Reproduce the records below; each should match the original exactly.

● Referring expression pointing data
● ● ● ● ●

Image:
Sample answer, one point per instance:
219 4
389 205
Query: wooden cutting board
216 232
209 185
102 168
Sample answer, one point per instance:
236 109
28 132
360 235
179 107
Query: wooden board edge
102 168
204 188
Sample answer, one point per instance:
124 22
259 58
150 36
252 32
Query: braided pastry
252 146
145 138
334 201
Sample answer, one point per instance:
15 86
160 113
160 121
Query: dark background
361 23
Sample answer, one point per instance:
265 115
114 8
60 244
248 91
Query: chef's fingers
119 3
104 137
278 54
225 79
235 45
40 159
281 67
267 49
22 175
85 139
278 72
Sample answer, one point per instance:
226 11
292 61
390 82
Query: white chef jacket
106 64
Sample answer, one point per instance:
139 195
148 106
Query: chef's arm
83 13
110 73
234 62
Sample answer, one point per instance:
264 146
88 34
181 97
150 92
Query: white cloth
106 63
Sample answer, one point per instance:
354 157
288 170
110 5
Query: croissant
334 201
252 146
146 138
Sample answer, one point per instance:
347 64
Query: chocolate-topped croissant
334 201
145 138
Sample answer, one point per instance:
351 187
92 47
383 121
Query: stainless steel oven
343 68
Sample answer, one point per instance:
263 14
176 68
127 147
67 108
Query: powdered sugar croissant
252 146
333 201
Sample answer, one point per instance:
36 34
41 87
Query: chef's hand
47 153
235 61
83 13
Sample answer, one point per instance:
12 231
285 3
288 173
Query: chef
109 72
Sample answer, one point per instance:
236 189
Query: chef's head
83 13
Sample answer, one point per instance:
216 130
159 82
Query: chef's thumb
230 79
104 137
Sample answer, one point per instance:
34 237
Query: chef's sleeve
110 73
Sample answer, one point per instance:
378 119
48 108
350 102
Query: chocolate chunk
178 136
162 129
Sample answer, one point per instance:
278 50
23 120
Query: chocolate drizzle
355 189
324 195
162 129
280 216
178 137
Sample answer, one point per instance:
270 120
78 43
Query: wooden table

● ● ● ● ●

● TASK OUTPUT
Image:
Sample answer, one point per instance:
219 4
389 205
Query: wooden cutting board
216 232
209 185
102 168
Sample answer, one point per instance:
236 109
28 132
360 235
179 107
Query: wooden board edge
102 168
204 188
Sample answer, one point per instance:
124 22
259 58
150 36
252 32
Query: braided pastry
252 146
145 138
334 201
Sample answer, one point per instance:
15 86
160 113
160 121
Query: dark background
361 23
Sample answer, one point per instance:
265 115
114 8
60 244
248 91
Query: chef's fingers
119 3
104 137
278 54
225 79
235 45
40 159
281 67
267 49
22 175
85 139
278 72
Sample answer, one point per instance:
226 11
292 61
390 82
Query: white chef jacket
106 64
Sample answer, one point per instance:
139 195
148 106
Query: chef's arm
83 13
110 73
234 62
Sample answer, one point per instance:
264 146
88 34
181 97
150 92
Query: white cloth
106 63
Sample answer, one point per instance:
354 157
288 170
110 5
Query: croissant
334 201
252 146
146 138
Sample answer, one point per instance:
347 64
Query: chocolate-topped croissant
334 201
145 138
Sample answer, one point per instance:
351 187
92 47
383 121
Query: stainless steel oven
343 68
Sample answer, one point per instance:
263 14
176 68
127 147
67 108
Query: powdered sugar croissant
252 146
333 201
Sample answer, one point per instance:
36 34
41 87
Query: chef's hand
47 153
235 61
83 13
Sample answer, one point per instance:
12 231
285 3
288 173
Query: chef
109 72
Sample answer, one point per instance:
236 189
Query: chef's head
83 13
Sample answer, one point per instance:
216 130
159 82
Query: chef's thumb
230 79
104 137
Sample answer, one point per instance:
34 237
Query: chef's sleeve
110 73
Sample answer, one point per instance:
378 119
48 108
350 102
Query: chocolate chunk
178 136
162 129
Sample answer, one point per instance:
278 50
23 120
Query: chocolate drizzle
355 189
324 195
162 129
280 216
178 137
Sample answer, one point per instance:
270 120
78 43
Query: wooden table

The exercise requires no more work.